::: Artículo
El último escenario de esta confrontación es el Tribunal Constitucional, pero lo han sido antes la Audiencia Nacional, los tribunales superiores de Justicia de las comunidades autónomas, el Consejo Fiscal y, desde luego, lo es cotidianamente el Consejo General del Poder Judicial. Esto es algo muy preocupante, que va más allá de la mera coyuntura política y que debería llamarnos a todos a reflexión, puesto que están en cuestión las garantías jurídicas de todos y cada uno de los ciudadanos.

Desde las primeras interpretaciones del Estado moderno, la Justicia es la función primordial que justifica su creación. Las doctrinas contractualistas de Hobbes, Locke, Montesquieu o Rousseau sostenían que el contrato social, por el que los ciudadanos dan vida al Estado, atribuía a éste las funciones de elaborar las normas por las que se rige la vida de la comunidad, procurar su aplicación y resolver los conflictos entre los ciudadanos. En el desarrollo democrático de la teoría contractualista, la elaboración de las normas corresponde a los representantes del pueblo y, por lo tanto, esta función está, por esencia, sometida a la regla de la mayoría y a la cambiante opinión política del pueblo. Las funciones de aplicación de la ley -por la Administración pública, la Policía- y de resolución de conflictos entre los ciudadanos -la Justicia-, en cambio, deben mantenerse al margen del debate político cotidiano y deben ejercerse con neutralidad, para garantizar a todos un trato no discriminatorio -injusto- en función de ideas o posiciones políticas. Y, claro es, la neutralidad política no se consigue tanto con el proceso de designación de los magistrados, como por el ejercicio de esa función de una manera autónoma, independiente, sin presiones ajenas del poder político, y, sobre todo, sin profesión alguna de fe política o partidista por parte de quienes ejercen esa alta función de árbitros sociales.

En España no se han hecho bien las cosas, ni en el diseño del marco jurídico de la Administración de justicia, ni en la práctica que algunos hacen de la misma. Y la consecuencia es evidente: es difícil encontrar en nuestro entorno democrático una justicia más sometida a presiones políticas y una justicia más politizada, donde el protagonismo de algunos jueces y fiscales se debe más a su alineamiento con una u otra concepción política que a la relevancia o bondad técnico-jurídica de sus decisiones profesionales.

El problema reside, por un lado, en que la normativa que rige la organización de la justicia en España permite esta politización, y, por otro, en que los partidos políticos -todos- han querido siempre utilizar este resorte en su favor. Este problema se manifiesta de manera paradigmática en el caso del Consejo General del Poder Judicial, cuya elección corresponde al Congreso y al Senado. De los 20 miembros del órgano (además de su presidente, que es el del Tribunal Supremo), 12 han de ser jueces y magistrados, y los candidatos a cubrir esos puestos han de ser propuestos al Congreso y al Senado, necesariamente, bien por las asociaciones profesionales de jueces y magistrados, bien por un mínimo del 2% de los jueces y magistrados en activo.
::::::
::: Datos proporcionados
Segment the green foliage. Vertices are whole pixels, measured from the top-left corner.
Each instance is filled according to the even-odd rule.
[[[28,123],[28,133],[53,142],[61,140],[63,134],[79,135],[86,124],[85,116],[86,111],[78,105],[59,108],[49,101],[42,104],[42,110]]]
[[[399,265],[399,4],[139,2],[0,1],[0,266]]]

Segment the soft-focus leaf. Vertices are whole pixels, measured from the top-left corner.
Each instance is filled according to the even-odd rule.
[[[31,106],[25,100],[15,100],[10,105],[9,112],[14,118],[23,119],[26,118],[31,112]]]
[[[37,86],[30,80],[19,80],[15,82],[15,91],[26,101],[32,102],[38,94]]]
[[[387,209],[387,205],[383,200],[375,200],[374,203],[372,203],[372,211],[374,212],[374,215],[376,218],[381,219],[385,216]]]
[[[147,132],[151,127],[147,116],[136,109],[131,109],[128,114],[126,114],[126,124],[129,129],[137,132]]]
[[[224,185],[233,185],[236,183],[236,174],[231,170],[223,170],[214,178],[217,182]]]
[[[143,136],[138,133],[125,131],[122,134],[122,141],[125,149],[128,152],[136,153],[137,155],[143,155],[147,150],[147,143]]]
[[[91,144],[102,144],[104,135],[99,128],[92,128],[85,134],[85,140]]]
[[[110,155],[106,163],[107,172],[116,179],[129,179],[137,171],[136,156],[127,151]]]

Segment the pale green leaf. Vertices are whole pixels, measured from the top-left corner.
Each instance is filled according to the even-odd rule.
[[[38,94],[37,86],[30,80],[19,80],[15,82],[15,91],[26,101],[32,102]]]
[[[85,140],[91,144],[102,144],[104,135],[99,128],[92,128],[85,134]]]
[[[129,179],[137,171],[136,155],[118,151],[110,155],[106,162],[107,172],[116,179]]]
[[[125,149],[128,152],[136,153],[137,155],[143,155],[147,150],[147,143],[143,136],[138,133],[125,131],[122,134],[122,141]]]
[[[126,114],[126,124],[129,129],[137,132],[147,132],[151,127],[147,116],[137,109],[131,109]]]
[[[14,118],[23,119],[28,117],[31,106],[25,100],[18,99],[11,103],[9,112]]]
::::::
> **Enunciado**
Retoma el artículo sobre la politización de la justicia en España y prosíguelo a partir de su última oración.

> **Resultado del ejercicio**
Ello, con toda evidencia, da un protagonismo de relevancia constitucional a las asociaciones profesionales de jueces y magistrados, llevándolas necesariamente a una competencia política que es impropia de su carácter. Competencia que luego se transfiere a la labor cotidiana del órgano. Ello, además, viene acentuado por el hecho de que los ocho miembros restantes -que no es necesario que sean jueces- sean elegidos mediante la práctica de cuotas: sistema por el cual los partidos, de mutuo acuerdo, se atribuyen mutuamente un número determinado de miembros, dándose recíprocamente autonomía para designar a las personas que han de ocupar esos puestos.

Así, aunque la Constitución y la Ley Orgánica del Poder Judicial exigen una mayoría muy elevada en el Congreso y en el Senado para elegir a los miembros del Consejo -tres quintos de cada Cámara-, el acuerdo político hace que los designados lo hayan sido, en realidad, por voluntad del partido o grupo que les propone, y no como resultado de un debate sobre la idoneidad de las personas propuestas para el cargo. Y, claro es, este tipo de designación crea inevitablemente una relación clientelar, una dependencia político-partidista de los así designados.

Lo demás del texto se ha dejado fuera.